◆ Extract
┌──
Tuesday 1 January 2013

PROPAGANDA PART II of III




DEMOCRACY AND ITS DISCONTENTS:
THE DEBATE ABOUT THE LEGITIMACY OF PROPAGANDA IN THE FUNCTIONING OF DEMOCRACY

 
“What we seek is the reign of law, based upon the consent of the governed and sustained by the organized opinion of mankind.”
                                                                          -WOODROW WILSONi



“One of the advantages of democracy, from the governmental point of view, is that it makes the average citizen easier to deceive, since he regards the government as his government.”
                                                                          -BERTRAND RUSSELLii

                   As was discussed in part one of this piece there were some, most notably Bernays and Lippmann who provided our focus, that viewed propaganda as vital to the functioning of democracy. There were others however, that did not share their views about the course society was taking as a result of the increased and intensified efforts of propagandists to enter into the discourse of daily American life. It is the clash of these conflicting ideas and the debate that ensued as a consequence that shall form the basis of this part. While we shall take as our focus in this part the implications propaganda had for democracy, it is worth noting that totalitarian dictatorships, particularly that of Nazi Germany,[1] also utilised many of the guiding principles being pioneered in America. Indeed Bernays was informed by journalist Karl von Wiegand in 1933 that Nazi propaganda chief Joseph Goebbels was using his book Crystallizing Public Opinion in the destructive campaign against the Jews; a fact about which he expressed great shock.[2] Goebbels was evidently not overly concerned by the implicit ironies involved with his utilisation of the works of an Austrian born Jew for the purposes of advancing National Socialism’s repellent ideology.
└──
◆ Data block
┌──
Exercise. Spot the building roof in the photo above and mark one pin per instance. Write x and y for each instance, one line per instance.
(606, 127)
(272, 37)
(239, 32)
└──
◆ Requirements
Answer these questions about the propaganda piece:
1. To whom is the quotation about democracy making the average citizen easier to deceive attributed?
2. Which journalist told Bernays in 1933 that Goebbels was using his book?
3. What is the title of that book?

◆ Reply
1. Bertrand Russell
2. Karl von Wiegand
3. Crystallizing Public Opinion